● Your task
Exact reproduction of the data is required, with images excluded.
[start Dataset rows]
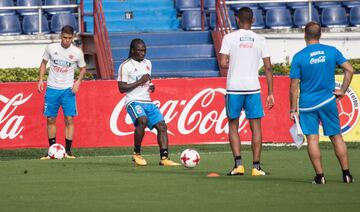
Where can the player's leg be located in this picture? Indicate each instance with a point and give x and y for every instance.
(331, 125)
(156, 120)
(234, 104)
(254, 112)
(140, 120)
(68, 104)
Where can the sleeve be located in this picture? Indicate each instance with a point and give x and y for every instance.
(81, 61)
(265, 52)
(295, 68)
(123, 73)
(46, 55)
(225, 46)
(340, 59)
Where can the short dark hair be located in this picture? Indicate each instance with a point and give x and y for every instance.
(134, 43)
(312, 31)
(245, 15)
(67, 29)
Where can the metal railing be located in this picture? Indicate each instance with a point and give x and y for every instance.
(40, 12)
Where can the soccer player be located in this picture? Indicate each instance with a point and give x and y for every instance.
(314, 68)
(134, 80)
(240, 53)
(61, 89)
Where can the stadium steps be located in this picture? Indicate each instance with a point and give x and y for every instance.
(173, 54)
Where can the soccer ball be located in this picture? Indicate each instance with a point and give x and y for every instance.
(190, 158)
(56, 151)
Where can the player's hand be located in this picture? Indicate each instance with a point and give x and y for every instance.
[end Dataset rows]
● Output
Where can the player's leg be located in this picture? Indicate each instance with a point and give x and y for every instance.
(331, 125)
(156, 120)
(234, 104)
(254, 112)
(140, 120)
(68, 104)
Where can the sleeve be located in this picture? Indicate each instance with a point and give x and y for every instance.
(81, 61)
(265, 52)
(295, 68)
(123, 73)
(46, 55)
(225, 46)
(340, 59)
Where can the short dark hair be located in this picture? Indicate each instance with a point and give x and y for every instance.
(134, 43)
(312, 31)
(245, 15)
(67, 29)
Where can the metal railing be located in this picture? Indicate each instance with a point and give x and y for every instance.
(40, 12)
Where can the soccer player be located in this picture? Indicate each instance with a point and give x and y for every instance.
(314, 68)
(134, 80)
(240, 53)
(61, 89)
Where can the stadium steps be located in this picture? Indicate each instance with a point and give x and y for every instance.
(173, 54)
Where can the soccer ball be located in this picture? Indicate each instance with a point and give x and y for every instance.
(190, 158)
(56, 151)
Where can the player's hand be located in this picture? Indicate each instance with a point and give x and y for every instance.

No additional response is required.